═══ RAW DATA

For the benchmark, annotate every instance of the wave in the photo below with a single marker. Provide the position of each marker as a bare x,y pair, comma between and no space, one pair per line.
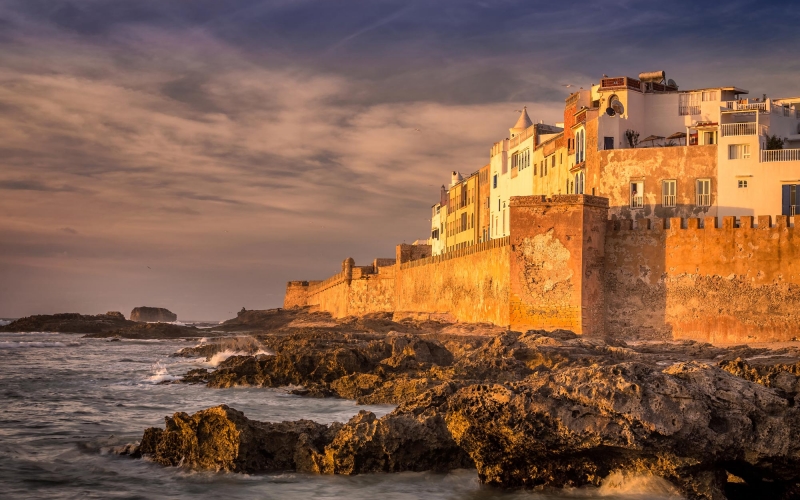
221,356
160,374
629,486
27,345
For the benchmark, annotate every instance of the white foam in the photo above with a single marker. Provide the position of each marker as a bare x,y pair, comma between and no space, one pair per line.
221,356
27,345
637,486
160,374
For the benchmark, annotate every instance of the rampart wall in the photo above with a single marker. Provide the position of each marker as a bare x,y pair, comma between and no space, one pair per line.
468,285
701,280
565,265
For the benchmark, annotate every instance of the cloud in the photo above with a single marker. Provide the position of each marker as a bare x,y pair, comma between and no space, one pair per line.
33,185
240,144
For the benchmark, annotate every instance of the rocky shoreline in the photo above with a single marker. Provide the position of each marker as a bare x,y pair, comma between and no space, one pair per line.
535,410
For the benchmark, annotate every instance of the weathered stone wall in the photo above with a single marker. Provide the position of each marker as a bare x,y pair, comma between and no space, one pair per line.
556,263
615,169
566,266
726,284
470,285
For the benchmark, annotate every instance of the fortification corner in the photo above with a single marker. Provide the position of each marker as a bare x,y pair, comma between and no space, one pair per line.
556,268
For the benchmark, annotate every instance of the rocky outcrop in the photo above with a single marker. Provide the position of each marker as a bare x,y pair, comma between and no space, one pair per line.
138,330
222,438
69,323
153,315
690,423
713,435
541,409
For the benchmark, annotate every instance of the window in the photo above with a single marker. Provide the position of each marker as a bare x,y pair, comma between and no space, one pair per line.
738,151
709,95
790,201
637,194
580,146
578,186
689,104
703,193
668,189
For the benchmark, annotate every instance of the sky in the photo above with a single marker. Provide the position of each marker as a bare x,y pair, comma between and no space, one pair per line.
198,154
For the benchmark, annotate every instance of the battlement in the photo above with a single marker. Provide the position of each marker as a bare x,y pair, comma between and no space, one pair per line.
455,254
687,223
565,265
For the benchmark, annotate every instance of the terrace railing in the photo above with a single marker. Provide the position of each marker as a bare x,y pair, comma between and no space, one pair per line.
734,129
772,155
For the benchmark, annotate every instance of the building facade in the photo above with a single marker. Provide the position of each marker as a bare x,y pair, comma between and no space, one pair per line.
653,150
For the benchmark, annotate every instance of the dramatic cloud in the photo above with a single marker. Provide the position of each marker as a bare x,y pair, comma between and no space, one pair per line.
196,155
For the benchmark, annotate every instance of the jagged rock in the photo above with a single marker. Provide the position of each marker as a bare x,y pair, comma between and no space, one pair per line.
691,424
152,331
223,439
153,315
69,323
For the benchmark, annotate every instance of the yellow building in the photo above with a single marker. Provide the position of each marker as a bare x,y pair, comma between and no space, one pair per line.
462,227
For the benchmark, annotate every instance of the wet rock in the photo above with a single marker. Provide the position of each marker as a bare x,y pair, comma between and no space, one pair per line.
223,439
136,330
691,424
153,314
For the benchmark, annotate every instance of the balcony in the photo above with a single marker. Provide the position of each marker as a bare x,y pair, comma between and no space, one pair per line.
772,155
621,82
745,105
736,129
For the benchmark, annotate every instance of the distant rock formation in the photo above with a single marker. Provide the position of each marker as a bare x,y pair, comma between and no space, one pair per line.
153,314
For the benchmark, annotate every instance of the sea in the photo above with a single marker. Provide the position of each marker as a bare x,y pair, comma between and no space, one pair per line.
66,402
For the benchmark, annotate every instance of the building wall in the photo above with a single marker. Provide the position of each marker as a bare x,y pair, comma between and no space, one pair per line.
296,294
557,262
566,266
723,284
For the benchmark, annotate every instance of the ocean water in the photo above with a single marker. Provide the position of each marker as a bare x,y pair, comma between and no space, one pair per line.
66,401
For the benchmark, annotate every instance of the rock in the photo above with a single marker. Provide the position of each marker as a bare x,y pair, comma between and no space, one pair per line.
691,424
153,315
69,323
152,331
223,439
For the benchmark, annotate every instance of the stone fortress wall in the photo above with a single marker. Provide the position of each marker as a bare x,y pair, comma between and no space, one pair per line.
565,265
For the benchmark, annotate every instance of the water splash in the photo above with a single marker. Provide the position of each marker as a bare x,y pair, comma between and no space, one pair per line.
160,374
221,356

══════

■ TASK STATEMENT: Turn every line of the rows above into a numbered list, skipping blank lines and leaving out any picture.

■ THE OUTPUT:
1. For the benchmark, annotate every instance of the wave in the photo below with a single marker. Provide the position of each marker as a bare x,y pair, comma between and no space, one pair per line.
2. 221,356
3. 160,374
4. 629,486
5. 27,345
6. For the benchmark, annotate every instance of the white foam in the photo above with a single marker. Provide the position of each marker as a bare x,y pair, comma between and no space, one pair per line.
7. 221,356
8. 27,345
9. 637,486
10. 160,374
11. For the benchmark, annotate every instance of the rampart wall in the photo above with a single marker. Provide the position of each marker as a bare x,y pair, comma between and no space, one pair per line.
12. 468,285
13. 701,280
14. 565,265
15. For the benchmark, annotate every instance of the cloud in the photo above with a single marker. Provide the position of each marker as a bare x,y pair, comma between and no space, one pair per line.
16. 33,185
17. 240,144
18. For the benchmark, annotate every instance of the rocky shoreline in the photo above with a single marker. Provide the position of each marker as a bare x,y pair, comma between and no space, one pair per line.
19. 535,410
20. For the benchmark, annotate every instance of the weathered stone wall in the photo above with a single marker. Provide the position of each marker as a bare x,y pair, comma between and no space, one pair per line.
21. 556,263
22. 615,169
23. 566,266
24. 726,284
25. 470,285
26. For the benchmark, annotate every instance of the fortification corner in the photo above with a single marker. Provide the position of each marker as a bare x,y pair, comma between and no space, one pair per line.
27. 556,268
28. For the benchmark, annotate every instance of the rocky outcrop in the photo above with a single marker. Provide the position of each marker as a bare x,y pair, comma between and no space, one pair per line.
29. 138,330
30. 222,438
31. 69,323
32. 153,315
33. 690,423
34. 713,435
35. 541,409
36. For the benchmark, annotate every instance of the window in the photo above with a single marker. Provide the position of each marker as a bare x,y pair, comma between and no space, one pair per line.
37. 738,151
38. 709,95
39. 790,201
40. 637,194
41. 580,146
42. 578,186
43. 689,104
44. 703,193
45. 668,189
46. For the benchmark, annotate every instance of the sky in the photo above with a single marker. Provide the position of each marker as a bare x,y pair, comma between and no space, one pair per line.
47. 198,154
48. For the benchmark, annotate every instance of the battlement in the photo above with a single marker. Provide the position of each marker as a bare x,y pair, comma between and no space, one pair per line.
49. 455,254
50. 687,223
51. 565,265
52. For the benchmark, annotate every instance of the terrace railing in the photo above with a single marker. Provide the position of each marker as a bare x,y pair, comma between and no space, one pair per line.
53. 734,129
54. 772,155
55. For the benchmark, annotate every instance of the building facade in the photo above with a single marker. Provide the position of each marker as a bare x,y pair, comma between and no space, one pair per line.
56. 653,150
57. For the benchmark, annotate every instance of the dramatic cloud in the photo above with a single marker. Provide the position of each marker as a bare x,y pair, comma between and no space, one pair per line.
58. 196,155
59. For the benchmark, annotate every instance of the jagged rock in the photo above with a single marker. Provide the position of each marker as a bare x,y pair, comma between and no space, one pair per line.
60. 691,424
61. 152,331
62. 223,439
63. 153,315
64. 69,323
65. For the benchmark, annotate every instance of the yellow building in the photo above with a single marker. Provide the position of each marker as a bare x,y pair, comma between and no space, one pair per line.
66. 462,227
67. For the benchmark, annotate every instance of the wet rock in the photo above with a single marker. Provide the position of each marker as a bare x,y pair, comma between and no space, one pair per line.
68. 223,439
69. 136,330
70. 691,424
71. 153,314
72. For the benchmark, annotate every instance of the balcony in the photo above with a single marker. Provide the position of each marker as a bare x,y pair, comma between and no space, one pair per line.
73. 772,155
74. 621,82
75. 745,105
76. 736,129
77. For the benchmark, annotate every instance of the distant rock formation in the photo above with a single marker. Provide the position of each marker as a bare x,y pair, comma between and no space, one pair per line.
78. 153,314
79. For the benchmark, annotate every instance of the sea in the photo above with a single marker. Provide the position of each marker as a bare x,y pair, comma between and no space, one pair per line.
80. 66,402
81. For the benchmark, annotate every instance of the building wall in the photo above with a single marker. Provide the position of each marker as a bare x,y pair, comma between and no space, one pair per line.
82. 296,294
83. 557,262
84. 566,266
85. 723,284
86. For the benchmark, annotate every instance of the ocean water in the photo above with a single marker. Provide the position of each marker as a bare x,y pair, comma between and no space, one pair per line.
87. 66,401
88. For the benchmark, annotate every instance of the rock in the photo above with a single marker. Provide the position of each marker as a bare x,y pair, comma between and no space, one pair per line.
89. 691,424
90. 153,315
91. 69,323
92. 152,331
93. 223,439
94. For the benchmark, annotate every instance of the stone fortress wall in the photo above with a single marker. Provide the position of each marker as a bare x,y pair, comma between and no space, one pair per line.
95. 565,265
96. For the benchmark, annotate every instance of the water splash in the photo above with a single marker. Provide the position of each marker as a bare x,y pair, comma between and no space, one pair per line.
97. 160,374
98. 221,356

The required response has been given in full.